Which lines below hold the word "step"? Copy all of them.

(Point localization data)
──────────

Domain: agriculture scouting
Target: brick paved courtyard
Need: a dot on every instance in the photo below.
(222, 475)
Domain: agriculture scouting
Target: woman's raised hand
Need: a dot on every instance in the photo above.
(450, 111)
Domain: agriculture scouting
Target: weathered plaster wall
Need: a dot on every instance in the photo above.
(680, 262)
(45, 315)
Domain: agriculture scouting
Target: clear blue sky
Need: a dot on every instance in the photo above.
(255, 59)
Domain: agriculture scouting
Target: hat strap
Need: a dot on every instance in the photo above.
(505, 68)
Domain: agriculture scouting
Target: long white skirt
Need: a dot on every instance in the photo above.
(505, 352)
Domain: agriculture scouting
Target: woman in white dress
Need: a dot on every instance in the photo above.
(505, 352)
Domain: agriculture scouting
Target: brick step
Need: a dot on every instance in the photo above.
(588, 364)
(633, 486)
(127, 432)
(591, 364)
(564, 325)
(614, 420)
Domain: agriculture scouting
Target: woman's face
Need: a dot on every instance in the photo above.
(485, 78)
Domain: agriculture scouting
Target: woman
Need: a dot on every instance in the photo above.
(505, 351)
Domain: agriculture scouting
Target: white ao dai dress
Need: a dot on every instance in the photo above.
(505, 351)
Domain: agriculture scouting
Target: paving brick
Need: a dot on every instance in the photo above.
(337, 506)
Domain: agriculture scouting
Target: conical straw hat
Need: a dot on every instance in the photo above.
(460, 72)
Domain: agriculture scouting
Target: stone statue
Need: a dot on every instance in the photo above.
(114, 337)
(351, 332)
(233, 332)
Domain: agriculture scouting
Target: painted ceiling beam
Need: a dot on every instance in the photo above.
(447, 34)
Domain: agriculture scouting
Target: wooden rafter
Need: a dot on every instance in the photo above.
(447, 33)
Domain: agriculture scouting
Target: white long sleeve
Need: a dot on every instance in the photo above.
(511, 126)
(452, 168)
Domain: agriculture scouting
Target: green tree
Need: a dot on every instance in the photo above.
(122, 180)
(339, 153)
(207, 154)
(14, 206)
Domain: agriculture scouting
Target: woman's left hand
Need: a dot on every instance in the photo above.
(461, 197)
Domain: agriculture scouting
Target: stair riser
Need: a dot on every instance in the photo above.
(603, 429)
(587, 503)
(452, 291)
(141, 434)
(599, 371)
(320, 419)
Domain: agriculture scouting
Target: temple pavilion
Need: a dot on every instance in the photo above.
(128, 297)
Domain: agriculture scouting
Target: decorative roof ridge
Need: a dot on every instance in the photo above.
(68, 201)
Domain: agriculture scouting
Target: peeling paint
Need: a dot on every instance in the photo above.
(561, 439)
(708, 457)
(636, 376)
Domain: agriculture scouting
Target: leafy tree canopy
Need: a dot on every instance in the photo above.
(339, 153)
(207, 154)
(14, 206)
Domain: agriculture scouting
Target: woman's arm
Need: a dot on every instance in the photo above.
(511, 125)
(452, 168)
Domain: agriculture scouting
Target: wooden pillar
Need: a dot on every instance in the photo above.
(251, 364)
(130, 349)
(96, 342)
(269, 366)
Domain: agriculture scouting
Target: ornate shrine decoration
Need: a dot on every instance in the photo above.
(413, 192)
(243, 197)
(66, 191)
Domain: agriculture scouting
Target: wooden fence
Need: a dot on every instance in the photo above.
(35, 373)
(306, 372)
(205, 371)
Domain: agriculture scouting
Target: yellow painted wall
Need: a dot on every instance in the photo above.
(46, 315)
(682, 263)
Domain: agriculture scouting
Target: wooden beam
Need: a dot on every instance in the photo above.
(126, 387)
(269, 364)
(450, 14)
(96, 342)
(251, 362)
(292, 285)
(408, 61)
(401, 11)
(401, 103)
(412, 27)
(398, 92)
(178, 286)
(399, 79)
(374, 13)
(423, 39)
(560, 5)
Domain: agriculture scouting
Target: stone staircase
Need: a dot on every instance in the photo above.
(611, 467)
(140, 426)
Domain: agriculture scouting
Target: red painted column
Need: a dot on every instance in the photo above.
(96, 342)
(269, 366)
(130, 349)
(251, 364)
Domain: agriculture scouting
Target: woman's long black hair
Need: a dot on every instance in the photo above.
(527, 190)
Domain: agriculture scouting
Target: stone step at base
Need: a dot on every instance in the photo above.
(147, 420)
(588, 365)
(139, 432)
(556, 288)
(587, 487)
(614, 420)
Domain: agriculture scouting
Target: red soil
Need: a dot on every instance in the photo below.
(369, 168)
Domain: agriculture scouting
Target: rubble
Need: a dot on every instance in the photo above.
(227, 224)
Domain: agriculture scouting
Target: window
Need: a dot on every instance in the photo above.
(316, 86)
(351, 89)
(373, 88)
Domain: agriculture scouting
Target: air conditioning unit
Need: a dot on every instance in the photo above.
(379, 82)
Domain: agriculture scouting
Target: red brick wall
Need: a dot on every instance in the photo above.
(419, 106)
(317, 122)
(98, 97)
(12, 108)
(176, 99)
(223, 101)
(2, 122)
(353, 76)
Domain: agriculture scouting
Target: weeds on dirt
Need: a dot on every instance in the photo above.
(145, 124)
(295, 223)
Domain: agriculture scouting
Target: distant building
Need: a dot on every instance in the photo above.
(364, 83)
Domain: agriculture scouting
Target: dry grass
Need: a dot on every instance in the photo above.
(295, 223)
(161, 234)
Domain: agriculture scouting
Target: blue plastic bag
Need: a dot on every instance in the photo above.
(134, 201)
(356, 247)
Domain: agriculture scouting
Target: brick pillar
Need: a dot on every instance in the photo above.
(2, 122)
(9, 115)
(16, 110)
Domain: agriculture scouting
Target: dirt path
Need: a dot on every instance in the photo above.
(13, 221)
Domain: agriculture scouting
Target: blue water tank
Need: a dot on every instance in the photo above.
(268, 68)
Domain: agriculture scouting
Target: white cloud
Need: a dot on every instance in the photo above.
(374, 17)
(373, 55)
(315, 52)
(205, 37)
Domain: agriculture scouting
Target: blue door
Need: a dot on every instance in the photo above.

──────────

> **Response area**:
Target: brick step
Target: stone step at base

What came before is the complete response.